# Task statement
Copy out every line of the listing below that contains the string "closing", treating uppercase and lowercase as different.

····················

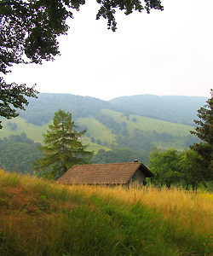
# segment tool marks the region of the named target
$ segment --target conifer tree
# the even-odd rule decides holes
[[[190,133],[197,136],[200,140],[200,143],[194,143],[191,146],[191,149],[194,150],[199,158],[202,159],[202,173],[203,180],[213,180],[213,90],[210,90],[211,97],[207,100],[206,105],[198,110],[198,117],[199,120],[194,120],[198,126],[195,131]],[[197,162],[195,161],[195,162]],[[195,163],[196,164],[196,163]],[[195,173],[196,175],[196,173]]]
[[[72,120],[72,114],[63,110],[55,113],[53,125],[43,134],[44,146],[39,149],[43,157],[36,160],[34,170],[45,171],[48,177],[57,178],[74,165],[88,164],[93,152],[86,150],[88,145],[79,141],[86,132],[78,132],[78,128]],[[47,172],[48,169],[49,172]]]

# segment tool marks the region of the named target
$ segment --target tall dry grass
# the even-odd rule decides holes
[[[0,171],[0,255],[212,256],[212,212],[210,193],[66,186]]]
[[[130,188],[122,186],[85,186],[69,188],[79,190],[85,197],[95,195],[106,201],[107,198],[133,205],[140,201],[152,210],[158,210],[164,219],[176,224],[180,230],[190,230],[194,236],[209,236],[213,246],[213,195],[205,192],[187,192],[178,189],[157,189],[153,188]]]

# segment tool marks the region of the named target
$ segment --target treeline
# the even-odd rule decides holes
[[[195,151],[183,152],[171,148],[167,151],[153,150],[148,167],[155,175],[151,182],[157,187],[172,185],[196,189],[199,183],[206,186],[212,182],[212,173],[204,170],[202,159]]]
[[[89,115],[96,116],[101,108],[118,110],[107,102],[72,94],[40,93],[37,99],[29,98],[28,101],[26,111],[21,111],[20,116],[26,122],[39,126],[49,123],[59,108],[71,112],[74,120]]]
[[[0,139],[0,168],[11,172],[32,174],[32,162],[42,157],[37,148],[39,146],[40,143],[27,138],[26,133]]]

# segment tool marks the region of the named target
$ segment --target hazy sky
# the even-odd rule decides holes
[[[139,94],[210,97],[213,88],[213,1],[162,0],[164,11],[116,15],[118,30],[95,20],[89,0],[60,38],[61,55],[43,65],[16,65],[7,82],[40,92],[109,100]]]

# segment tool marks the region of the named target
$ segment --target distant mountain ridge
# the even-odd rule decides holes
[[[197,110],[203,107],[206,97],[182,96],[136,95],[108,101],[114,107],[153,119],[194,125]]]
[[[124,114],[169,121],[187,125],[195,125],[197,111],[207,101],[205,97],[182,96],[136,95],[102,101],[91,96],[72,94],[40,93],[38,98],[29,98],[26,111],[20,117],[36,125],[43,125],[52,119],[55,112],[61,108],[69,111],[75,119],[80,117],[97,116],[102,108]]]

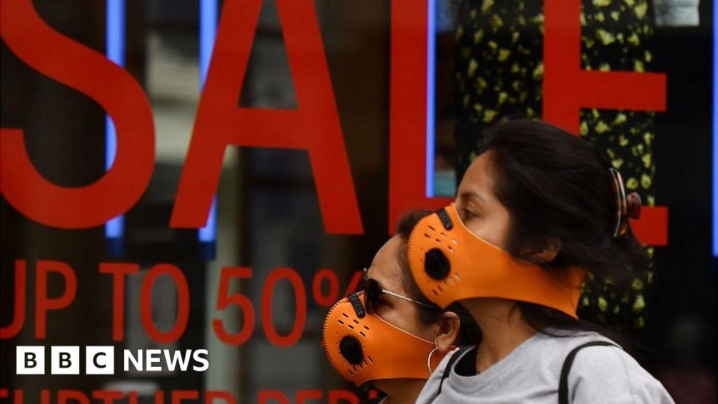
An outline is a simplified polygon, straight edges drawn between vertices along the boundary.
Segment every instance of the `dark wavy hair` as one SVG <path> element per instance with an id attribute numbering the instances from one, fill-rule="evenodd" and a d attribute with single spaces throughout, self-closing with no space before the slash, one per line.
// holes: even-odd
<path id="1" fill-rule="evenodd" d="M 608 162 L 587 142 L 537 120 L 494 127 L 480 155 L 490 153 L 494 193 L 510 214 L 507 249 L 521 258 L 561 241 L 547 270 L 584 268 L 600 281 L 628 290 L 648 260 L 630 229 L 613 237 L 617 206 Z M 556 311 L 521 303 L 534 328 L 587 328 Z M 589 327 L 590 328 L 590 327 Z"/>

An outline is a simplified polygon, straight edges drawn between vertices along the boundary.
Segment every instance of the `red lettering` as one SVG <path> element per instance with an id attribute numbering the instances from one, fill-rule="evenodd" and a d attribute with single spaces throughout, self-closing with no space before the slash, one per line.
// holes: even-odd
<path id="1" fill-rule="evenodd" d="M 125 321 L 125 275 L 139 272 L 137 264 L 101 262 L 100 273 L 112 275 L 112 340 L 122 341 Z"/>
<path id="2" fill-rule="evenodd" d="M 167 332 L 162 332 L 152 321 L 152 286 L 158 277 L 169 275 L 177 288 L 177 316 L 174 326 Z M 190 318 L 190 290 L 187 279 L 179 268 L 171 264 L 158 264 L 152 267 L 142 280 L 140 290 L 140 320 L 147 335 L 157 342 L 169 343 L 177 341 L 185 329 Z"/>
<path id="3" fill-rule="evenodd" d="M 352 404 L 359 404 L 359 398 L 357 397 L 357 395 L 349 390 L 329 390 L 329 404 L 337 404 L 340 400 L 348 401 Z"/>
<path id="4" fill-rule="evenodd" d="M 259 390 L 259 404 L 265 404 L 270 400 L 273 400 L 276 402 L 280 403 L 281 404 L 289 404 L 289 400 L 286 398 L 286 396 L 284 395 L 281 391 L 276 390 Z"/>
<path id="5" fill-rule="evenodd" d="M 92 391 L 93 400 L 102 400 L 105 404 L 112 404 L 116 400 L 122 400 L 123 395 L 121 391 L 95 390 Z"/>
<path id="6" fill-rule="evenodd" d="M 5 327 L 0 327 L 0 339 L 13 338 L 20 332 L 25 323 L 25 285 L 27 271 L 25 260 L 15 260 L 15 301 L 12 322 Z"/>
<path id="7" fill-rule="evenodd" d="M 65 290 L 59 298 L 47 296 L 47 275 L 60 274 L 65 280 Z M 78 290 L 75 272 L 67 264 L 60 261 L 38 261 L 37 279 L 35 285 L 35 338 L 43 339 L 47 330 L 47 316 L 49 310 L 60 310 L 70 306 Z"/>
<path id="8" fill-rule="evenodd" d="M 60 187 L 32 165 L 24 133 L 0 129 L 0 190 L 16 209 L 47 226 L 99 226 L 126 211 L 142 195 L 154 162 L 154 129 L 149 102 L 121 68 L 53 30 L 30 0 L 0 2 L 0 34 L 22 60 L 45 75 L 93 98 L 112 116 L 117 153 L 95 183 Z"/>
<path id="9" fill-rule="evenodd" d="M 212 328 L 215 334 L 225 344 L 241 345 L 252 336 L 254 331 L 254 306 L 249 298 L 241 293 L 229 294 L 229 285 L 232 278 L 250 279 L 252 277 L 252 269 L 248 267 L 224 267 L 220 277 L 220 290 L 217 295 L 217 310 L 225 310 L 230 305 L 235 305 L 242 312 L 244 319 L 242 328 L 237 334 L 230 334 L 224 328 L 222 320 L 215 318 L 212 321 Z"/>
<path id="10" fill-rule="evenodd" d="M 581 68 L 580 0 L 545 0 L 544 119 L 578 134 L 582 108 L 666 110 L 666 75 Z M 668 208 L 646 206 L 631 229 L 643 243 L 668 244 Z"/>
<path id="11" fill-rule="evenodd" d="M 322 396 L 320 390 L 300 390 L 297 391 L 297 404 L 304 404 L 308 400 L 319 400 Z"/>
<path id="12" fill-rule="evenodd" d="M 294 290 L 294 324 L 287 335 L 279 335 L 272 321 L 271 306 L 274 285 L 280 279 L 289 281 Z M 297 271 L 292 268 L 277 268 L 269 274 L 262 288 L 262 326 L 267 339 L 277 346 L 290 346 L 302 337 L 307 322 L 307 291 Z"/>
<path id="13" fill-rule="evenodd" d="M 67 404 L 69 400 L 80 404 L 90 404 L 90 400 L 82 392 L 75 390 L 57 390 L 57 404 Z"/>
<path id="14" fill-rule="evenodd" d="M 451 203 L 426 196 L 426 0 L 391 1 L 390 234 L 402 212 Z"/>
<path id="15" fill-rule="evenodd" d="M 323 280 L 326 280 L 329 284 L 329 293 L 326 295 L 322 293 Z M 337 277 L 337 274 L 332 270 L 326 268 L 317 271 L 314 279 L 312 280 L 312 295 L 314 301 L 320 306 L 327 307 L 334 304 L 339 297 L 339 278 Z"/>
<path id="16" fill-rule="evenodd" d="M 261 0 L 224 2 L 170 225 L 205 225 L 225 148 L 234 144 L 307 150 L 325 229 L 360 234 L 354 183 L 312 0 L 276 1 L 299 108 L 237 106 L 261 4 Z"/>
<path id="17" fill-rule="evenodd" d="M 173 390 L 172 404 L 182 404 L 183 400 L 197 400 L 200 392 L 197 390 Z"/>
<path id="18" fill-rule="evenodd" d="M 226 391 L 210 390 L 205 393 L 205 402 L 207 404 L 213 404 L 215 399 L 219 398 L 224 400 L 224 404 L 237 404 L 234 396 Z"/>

····················

# Expected output
Segment every instance of the `dark wavy hair` as one SVG <path> element per instance with an id attribute numbering the instances from one, fill-rule="evenodd" and a d attribute with single spaces throughout, self-closing with no space before the slash, one per line.
Segment every instance of the `red lettering` as one SVG <path> element per instance with an id attribute numbering the instances from one, fill-rule="evenodd" and a d attribute with single spaces throughout, self-closing with no space before the slash, one per line.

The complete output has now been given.